▸ **TEXT SECTION**
● ● ● ● ●

Though Castro promised constitutional rule and democratic elections, he used his control of the military to secure power over Cuba.

According to the U.S. State Department Web site, “an estimated 3,200 people were executed by the Castro regime between 1959–62 alone. As the revolution became more radical, hundreds of thousands of Cubans fled the island.” Illicit migration to the U.S. continues today: According to the CIA World Factbook, 2,810 people were caught by the U.S. Coast Guard trying to enter the United States by crossing the Straits of Florida in 2006.
Castro declared Cuba a socialist state on April 16, 1961, and for 30 years, close ties existed between Cuba and the Soviet Union. When the Soviet Union withdrew support in 1990, Cuba entered a severe economic recession.
However, according to the CIA World Factbook, “Cuba portrays its difficulties as the result of the US embargo in place since 1961.” The U.S. imposed an embargo on Cuba in October 1960 and broke all diplomatic relations Jan. 3, 1961, as Cuba moved toward a one-party communist system. Tensions between the U.S. and Cuba peaked during the 1962 missile crisis.

● ● ● ● ●

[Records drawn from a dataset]
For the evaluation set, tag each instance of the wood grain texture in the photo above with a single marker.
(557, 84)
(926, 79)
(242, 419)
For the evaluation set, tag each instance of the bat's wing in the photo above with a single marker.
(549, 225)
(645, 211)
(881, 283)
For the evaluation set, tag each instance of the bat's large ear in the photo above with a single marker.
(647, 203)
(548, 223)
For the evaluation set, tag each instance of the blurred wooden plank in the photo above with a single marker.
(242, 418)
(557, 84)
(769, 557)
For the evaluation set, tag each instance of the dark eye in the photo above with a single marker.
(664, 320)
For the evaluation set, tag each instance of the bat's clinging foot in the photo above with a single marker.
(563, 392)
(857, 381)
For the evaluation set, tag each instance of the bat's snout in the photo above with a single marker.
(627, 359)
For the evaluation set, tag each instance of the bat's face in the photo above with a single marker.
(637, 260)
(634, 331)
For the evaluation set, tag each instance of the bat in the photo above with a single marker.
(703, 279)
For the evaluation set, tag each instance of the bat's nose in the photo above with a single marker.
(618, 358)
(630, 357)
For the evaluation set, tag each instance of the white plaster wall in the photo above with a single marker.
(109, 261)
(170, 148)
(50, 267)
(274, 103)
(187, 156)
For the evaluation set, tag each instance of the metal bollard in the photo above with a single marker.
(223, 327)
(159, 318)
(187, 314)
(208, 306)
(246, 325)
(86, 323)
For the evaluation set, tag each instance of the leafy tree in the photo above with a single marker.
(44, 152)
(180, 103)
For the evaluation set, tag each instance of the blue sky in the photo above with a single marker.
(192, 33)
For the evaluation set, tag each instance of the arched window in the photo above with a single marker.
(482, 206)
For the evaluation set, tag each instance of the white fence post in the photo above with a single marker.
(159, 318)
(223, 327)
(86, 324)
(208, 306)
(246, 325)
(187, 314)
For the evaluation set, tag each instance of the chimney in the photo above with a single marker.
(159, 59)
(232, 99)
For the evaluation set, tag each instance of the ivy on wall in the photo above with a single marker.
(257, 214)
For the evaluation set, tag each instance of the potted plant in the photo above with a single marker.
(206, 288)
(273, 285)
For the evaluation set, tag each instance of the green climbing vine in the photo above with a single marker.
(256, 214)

● ● ● ● ●

▸ **TASKS AND EXERCISES**
(1) Rewrite the paragraph of the passage on Castro's Cuba that begins "Castro declared Cuba a socialist state" as a short bulleted list, keeping its main facts.
(2) List each distinct year named in the passage on Castro's Cuba, in chronological order.
(3) According to the passage on Castro's Cuba, how many people did the U.S. Coast Guard catch trying to enter the United States across the Straits of Florida in 2006?

▸ **ACTIVITY ANSWERS**
(1)
- Castro declared Cuba a socialist state on April 16, 1961.
- Cuba and the Soviet Union kept close ties for 30 years.
- When the Soviet Union withdrew support in 1990, Cuba fell into a severe economic recession.

(2) 1959, 1960, 1961, 1962, 1990, 2006

(3) 2,810 people.